What is needed: Each entry below is to be duplicated precisely.

Records supplied:
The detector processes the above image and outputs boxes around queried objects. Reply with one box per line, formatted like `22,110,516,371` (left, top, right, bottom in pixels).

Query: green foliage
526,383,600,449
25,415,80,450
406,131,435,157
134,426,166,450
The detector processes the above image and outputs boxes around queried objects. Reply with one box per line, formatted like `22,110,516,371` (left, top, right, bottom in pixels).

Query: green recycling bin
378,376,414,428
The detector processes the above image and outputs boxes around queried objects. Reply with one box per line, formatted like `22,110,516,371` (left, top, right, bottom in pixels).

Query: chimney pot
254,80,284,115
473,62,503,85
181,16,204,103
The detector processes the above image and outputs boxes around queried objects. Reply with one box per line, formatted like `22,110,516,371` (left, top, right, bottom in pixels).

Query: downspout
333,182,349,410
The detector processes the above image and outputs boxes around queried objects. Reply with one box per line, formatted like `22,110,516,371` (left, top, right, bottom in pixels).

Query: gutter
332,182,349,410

Response box:
The detector processes the above image and outputs boxes around queried objects. Reply with one box per line, formatted like `22,110,516,371` (left, top, right, bottom in pixels).

Query: green foliage
526,383,600,449
25,415,80,450
406,131,435,157
134,426,166,450
The detector processes the above image and outputs boxes around queried objects. Reply with one box per line, formatted like `22,110,516,371` (left, top, right, bottom in pixels).

Query: green recycling bin
378,376,414,428
The detector processes the above image and outputs boxes around queried objects. Reply with one box per line, formatted like `22,110,516,371` (left, top, right, bottom in pixels).

Query: chimney pot
254,80,284,115
473,62,503,85
181,16,204,103
The detector processes the above image and outputs boxes around queried objects. Reply with one box per line, formatted like `22,110,516,371` (left, top, right, bottom in pixels).

Query: downspout
333,182,349,410
The detector processes the above image and outputs boxes around queried objects. Reply with one box per line, formatted like `22,110,516,371` (left, top, right, bottom in pixels).

Query: gutter
332,182,349,410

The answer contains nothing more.